-------- Extracted information

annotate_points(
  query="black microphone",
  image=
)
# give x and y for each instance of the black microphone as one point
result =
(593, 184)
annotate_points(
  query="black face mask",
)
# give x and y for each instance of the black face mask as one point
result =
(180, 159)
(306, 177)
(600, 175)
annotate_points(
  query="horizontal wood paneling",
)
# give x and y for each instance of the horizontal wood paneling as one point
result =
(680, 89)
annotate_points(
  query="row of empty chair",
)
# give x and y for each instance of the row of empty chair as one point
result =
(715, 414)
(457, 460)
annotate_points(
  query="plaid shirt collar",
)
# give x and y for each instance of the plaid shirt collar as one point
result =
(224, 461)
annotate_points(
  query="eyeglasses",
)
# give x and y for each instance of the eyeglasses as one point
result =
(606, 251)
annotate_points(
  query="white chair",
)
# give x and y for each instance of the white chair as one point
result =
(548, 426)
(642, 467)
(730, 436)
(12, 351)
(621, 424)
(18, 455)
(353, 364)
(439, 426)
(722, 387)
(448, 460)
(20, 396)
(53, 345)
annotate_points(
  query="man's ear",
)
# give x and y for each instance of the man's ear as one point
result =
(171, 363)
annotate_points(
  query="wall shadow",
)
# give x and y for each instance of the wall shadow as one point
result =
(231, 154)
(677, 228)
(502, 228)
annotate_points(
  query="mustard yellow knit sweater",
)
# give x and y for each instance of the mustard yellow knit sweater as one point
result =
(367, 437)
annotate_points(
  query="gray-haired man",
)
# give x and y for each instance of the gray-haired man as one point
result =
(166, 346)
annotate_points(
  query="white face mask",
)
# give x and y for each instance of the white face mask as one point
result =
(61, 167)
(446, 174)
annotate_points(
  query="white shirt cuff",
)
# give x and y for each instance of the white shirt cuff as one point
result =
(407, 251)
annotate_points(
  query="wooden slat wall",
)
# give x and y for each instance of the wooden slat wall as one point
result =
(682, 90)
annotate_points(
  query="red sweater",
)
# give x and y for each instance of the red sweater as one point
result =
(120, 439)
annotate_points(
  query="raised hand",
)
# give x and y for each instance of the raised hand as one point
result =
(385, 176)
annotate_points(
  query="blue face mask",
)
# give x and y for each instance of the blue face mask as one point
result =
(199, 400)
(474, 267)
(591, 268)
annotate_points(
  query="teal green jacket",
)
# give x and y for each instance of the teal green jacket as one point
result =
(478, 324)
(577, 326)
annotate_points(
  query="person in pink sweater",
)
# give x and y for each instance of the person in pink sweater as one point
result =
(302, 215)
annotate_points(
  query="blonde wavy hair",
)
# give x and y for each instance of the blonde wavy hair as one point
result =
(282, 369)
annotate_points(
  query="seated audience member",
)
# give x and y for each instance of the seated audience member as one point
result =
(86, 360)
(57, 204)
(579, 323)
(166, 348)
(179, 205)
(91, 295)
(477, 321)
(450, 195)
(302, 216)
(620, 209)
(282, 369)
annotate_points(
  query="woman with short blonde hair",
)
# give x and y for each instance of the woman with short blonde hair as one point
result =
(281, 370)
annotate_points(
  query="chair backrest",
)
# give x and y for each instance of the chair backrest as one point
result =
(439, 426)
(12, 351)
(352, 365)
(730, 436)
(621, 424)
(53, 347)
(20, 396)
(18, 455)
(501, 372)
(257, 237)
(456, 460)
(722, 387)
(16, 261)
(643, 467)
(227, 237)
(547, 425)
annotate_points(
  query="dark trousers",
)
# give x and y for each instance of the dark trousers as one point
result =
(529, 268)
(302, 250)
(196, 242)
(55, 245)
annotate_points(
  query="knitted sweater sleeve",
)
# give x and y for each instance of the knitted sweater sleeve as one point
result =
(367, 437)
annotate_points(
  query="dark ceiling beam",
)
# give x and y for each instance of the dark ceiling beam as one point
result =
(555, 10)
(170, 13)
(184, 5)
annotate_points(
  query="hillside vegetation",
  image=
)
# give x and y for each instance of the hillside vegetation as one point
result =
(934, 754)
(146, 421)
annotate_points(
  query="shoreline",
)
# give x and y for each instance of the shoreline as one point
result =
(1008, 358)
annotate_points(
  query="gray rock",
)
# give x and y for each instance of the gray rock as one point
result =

----------------

_Directions for this task_: Each record is to be transcribed exactly and in full.

_Answer to the problem_:
annotate_points(
  query="black microphone",
  image=
)
# give x and y for each instance of the black microphone as one point
result =
(593, 184)
annotate_points(
  query="black face mask",
)
# give x and y for each instance of the black face mask as one point
result =
(180, 159)
(306, 177)
(600, 175)
annotate_points(
  query="horizontal wood paneling",
)
# give x and y for each instance of the horizontal wood paneling as one point
result =
(680, 89)
annotate_points(
  query="row of empty chair",
)
# give x and y for each instance of the row of empty chair as one point
result =
(715, 414)
(457, 460)
annotate_points(
  query="plaid shirt collar",
)
# give x and y for each instance of the plaid shirt collar as one point
result =
(224, 461)
annotate_points(
  query="eyeglasses",
)
# give x and y for each instance of the eyeglasses as one point
result =
(606, 251)
annotate_points(
  query="white chair",
)
# give x and y for each instance of the white chair as one point
result =
(548, 426)
(642, 467)
(730, 436)
(12, 351)
(621, 424)
(18, 455)
(353, 364)
(439, 426)
(722, 387)
(448, 460)
(20, 396)
(53, 345)
annotate_points(
  query="man's ear",
)
# give x and y for each instance of the man's ear as one point
result =
(171, 363)
annotate_points(
  query="wall shadow",
)
# give x and y for each instance of the wall shadow as one point
result =
(231, 154)
(677, 228)
(502, 228)
annotate_points(
  query="mustard yellow knit sweater",
)
# give x and y for each instance of the mustard yellow knit sweater as one point
result =
(367, 437)
annotate_points(
  query="gray-haired man",
)
# give x and y for each instance of the gray-haired man as one point
result =
(166, 346)
annotate_points(
  query="white face mask",
)
# give x and y for each instance of the white face mask as one point
result =
(61, 167)
(446, 174)
annotate_points(
  query="white shirt cuff",
)
# give x and y for each instance of the white shirt cuff as one point
result =
(407, 251)
annotate_points(
  query="wooden slat wall",
)
# give x and y for each instance of the wooden slat wall as one point
result =
(682, 90)
annotate_points(
  query="red sweater",
)
# give x and y for each instance of the red sweater as one point
result =
(120, 439)
annotate_points(
  query="raised hand",
)
# give x and y for each instance of the raised hand as one point
result =
(385, 176)
annotate_points(
  query="blue face mask",
)
# give x and y for each instance of the blue face mask as one point
result =
(199, 400)
(474, 267)
(591, 268)
annotate_points(
  query="teal green jacket",
)
# give x and y for each instance of the teal green jacket as one point
result =
(478, 324)
(577, 326)
annotate_points(
  query="person in pink sweater",
)
# give x and y for each instance of the person in pink sweater as one point
result =
(302, 215)
annotate_points(
  query="blonde wavy hair",
)
# give x and y for each instance of the blonde wavy hair as one point
result =
(282, 369)
annotate_points(
  query="seated audience member",
)
# give x and y for each instance of the seated audience member as one point
result =
(86, 360)
(57, 204)
(579, 323)
(166, 348)
(179, 205)
(91, 295)
(477, 321)
(450, 195)
(302, 216)
(620, 209)
(282, 369)
annotate_points(
  query="woman with short blonde hair",
)
# give x and y for each instance of the woman with short blonde hair as one point
result =
(281, 370)
annotate_points(
  query="chair backrest",
)
# give x and y for each instance of the chair backrest as one point
result =
(439, 426)
(12, 351)
(352, 365)
(730, 436)
(621, 424)
(53, 347)
(20, 396)
(18, 455)
(501, 372)
(257, 237)
(456, 460)
(722, 387)
(16, 261)
(643, 467)
(227, 237)
(547, 425)
annotate_points(
  query="dark trousers",
)
# give x and y for each instance of the dark trousers as one point
result =
(529, 268)
(302, 250)
(196, 242)
(55, 245)
annotate_points(
  query="knitted sweater sleeve",
)
# give x and y for each instance of the knitted sweater sleeve as one point
result =
(367, 437)
annotate_points(
  query="dark ceiling beam",
)
# give x and y for each instance of the dark ceiling beam as one point
result =
(555, 10)
(170, 13)
(184, 5)
annotate_points(
  query="hillside vegetation",
  image=
)
# give x and y for each instance of the hillside vegetation as one point
result =
(934, 754)
(146, 421)
annotate_points(
  query="shoreline",
)
# give x and y for each instance of the shoreline as one point
result =
(1008, 358)
annotate_points(
  query="gray rock",
)
# give x and y for each instance of the gray rock as one point
result =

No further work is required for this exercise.